Problem: Only the lines that contain the string "white" belong in the answer; pull them from the records.

Task input:
↓↓↓

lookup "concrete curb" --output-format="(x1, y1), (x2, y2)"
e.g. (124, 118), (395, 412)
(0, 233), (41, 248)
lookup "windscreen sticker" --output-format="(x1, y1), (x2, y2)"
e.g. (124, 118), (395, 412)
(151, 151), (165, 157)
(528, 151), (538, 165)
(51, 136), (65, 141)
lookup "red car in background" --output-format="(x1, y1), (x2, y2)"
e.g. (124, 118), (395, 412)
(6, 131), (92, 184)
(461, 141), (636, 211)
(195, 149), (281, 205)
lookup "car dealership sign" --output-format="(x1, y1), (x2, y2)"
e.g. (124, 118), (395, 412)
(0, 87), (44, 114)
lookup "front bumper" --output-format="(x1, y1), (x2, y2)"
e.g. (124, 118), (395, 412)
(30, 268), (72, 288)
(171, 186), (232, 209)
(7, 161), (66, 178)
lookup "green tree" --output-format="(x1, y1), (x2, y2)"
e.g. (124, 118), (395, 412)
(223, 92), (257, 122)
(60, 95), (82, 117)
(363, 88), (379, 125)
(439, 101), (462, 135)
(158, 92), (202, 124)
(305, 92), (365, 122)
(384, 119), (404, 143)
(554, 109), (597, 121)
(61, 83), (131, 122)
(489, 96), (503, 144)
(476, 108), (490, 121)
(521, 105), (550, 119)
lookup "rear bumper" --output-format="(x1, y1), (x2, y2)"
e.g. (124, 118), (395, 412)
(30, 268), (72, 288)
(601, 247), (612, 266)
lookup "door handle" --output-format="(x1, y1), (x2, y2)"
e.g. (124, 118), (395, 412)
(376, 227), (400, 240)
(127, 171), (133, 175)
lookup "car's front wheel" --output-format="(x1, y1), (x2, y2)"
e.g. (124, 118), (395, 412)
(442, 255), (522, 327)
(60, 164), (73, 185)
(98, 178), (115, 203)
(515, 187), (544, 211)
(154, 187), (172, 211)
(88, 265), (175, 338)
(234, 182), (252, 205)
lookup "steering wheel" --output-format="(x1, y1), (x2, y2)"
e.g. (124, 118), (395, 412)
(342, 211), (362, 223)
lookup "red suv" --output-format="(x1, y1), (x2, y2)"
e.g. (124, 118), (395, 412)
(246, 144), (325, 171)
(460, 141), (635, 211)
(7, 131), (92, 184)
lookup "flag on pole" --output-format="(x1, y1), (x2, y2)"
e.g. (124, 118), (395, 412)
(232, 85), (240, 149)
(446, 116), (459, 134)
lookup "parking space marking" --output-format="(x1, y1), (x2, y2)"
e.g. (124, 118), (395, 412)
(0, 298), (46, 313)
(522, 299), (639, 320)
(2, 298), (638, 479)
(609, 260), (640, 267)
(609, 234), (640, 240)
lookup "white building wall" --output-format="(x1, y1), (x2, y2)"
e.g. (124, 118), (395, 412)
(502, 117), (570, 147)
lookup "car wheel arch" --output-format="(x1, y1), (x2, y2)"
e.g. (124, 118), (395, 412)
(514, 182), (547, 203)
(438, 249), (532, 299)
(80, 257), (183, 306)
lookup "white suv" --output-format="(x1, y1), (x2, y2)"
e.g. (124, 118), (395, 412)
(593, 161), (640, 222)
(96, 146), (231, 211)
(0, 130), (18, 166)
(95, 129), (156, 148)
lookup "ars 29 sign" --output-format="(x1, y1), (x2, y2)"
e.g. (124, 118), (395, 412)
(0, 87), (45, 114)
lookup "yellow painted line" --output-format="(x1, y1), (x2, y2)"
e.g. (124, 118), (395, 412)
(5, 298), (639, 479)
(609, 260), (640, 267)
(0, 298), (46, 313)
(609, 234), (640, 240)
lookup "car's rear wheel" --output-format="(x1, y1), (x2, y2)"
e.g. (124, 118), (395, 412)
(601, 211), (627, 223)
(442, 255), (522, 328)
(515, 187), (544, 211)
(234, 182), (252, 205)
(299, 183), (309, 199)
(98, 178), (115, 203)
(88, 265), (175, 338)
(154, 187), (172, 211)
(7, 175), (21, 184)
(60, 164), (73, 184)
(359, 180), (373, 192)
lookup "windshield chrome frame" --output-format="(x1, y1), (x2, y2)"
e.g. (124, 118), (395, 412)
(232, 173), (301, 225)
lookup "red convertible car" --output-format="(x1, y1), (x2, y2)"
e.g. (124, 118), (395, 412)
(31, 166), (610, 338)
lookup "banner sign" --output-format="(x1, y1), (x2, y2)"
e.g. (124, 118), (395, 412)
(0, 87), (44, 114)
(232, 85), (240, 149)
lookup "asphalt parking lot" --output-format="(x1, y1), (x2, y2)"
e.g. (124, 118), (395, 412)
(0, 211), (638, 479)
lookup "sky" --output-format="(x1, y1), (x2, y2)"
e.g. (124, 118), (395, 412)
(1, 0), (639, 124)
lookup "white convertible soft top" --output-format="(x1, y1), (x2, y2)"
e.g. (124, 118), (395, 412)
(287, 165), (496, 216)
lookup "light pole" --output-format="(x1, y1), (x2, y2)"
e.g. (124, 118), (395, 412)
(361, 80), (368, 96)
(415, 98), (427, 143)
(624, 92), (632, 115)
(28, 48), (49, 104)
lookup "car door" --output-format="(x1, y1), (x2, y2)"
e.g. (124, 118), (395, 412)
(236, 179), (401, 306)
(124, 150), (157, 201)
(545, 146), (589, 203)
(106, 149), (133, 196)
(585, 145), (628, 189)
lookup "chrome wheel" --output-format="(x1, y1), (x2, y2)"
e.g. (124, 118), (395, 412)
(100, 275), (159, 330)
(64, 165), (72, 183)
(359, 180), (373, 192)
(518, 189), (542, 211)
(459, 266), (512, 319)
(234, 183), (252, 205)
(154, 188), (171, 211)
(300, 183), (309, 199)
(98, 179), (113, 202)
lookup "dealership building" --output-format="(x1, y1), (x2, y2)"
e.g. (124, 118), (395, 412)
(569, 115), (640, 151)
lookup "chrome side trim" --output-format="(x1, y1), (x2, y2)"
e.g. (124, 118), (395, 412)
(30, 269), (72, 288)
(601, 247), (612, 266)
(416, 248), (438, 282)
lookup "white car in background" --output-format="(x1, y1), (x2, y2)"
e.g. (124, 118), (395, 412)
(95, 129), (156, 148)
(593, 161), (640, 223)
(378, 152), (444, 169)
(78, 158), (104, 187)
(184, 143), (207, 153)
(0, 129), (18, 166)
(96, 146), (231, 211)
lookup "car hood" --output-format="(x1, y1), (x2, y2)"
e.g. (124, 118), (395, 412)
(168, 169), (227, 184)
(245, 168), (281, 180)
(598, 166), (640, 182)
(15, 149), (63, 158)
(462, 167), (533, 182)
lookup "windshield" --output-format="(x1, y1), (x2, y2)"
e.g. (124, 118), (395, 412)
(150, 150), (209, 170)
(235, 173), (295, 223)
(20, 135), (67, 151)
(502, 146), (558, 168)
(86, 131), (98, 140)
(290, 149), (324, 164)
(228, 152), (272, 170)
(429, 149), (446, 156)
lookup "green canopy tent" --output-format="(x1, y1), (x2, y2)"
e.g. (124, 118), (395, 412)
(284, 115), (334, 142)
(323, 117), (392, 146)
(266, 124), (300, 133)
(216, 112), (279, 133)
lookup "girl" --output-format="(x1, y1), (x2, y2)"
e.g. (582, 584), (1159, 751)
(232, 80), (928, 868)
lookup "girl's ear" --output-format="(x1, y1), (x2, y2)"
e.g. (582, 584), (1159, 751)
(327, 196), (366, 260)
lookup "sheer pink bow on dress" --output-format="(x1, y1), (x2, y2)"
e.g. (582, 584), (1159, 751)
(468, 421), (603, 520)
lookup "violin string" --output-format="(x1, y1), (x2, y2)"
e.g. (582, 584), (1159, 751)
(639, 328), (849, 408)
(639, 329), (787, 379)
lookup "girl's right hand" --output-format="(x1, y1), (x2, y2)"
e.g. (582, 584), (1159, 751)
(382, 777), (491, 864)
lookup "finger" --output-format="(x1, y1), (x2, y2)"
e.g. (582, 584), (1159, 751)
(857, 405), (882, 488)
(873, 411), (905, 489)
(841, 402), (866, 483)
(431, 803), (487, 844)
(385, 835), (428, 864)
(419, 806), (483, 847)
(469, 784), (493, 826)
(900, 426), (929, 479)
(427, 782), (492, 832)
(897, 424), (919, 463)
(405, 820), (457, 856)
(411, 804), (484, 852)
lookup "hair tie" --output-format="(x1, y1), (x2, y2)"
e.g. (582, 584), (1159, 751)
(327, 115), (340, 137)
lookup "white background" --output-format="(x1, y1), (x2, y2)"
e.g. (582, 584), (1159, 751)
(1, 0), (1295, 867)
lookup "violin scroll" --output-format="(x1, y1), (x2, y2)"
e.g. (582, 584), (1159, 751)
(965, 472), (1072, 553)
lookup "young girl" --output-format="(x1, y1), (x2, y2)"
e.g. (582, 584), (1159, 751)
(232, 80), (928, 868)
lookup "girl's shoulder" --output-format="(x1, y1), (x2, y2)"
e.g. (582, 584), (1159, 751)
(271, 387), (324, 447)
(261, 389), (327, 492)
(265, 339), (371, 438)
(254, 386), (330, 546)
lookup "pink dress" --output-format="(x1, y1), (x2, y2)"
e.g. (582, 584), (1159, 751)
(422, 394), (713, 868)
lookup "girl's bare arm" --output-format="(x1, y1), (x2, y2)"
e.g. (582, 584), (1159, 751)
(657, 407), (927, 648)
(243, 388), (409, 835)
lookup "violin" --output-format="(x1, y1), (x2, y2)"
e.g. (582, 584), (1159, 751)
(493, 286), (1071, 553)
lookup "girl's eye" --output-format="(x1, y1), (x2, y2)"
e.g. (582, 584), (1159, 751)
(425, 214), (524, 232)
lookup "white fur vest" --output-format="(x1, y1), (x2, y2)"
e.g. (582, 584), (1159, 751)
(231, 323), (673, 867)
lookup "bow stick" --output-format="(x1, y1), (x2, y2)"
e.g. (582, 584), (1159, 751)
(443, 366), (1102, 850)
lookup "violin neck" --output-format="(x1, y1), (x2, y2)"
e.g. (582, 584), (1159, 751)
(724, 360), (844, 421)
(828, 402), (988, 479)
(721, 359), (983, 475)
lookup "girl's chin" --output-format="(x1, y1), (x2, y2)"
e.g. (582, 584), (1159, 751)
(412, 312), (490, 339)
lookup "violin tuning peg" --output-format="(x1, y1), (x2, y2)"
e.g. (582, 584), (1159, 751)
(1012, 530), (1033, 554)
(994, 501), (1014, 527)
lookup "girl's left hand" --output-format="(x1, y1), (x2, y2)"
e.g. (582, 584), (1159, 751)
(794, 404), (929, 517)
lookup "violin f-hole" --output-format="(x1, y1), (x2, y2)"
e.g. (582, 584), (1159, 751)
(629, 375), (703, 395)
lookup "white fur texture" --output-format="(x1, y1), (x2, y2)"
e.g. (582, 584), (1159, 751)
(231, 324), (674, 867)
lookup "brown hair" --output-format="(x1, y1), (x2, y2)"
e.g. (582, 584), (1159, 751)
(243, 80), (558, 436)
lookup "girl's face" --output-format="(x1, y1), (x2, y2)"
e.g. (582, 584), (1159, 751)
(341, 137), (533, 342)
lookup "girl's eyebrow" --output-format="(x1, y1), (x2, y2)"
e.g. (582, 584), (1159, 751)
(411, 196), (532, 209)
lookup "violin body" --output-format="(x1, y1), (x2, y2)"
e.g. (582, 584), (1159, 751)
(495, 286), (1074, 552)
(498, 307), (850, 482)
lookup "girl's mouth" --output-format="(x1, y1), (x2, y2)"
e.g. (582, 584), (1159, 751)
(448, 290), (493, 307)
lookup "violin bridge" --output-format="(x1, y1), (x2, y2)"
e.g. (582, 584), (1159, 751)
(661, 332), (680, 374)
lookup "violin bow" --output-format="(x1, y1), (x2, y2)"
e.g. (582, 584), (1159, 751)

↑↑↑

Solution for this exercise:
lookup "white building wall" --output-format="(x1, y1), (x2, y2)"
lookup "white suv" --output-format="(x1, y1), (x2, y2)"
lookup "white convertible soft top" --output-format="(x1, y1), (x2, y2)"
lookup "white car in background" --output-format="(x1, y1), (x2, y2)"
lookup "white background" --output-format="(x1, y1), (x2, y2)"
lookup "white fur vest" --output-format="(x1, y1), (x2, y2)"
lookup "white fur texture" --output-format="(x1, y1), (x2, y2)"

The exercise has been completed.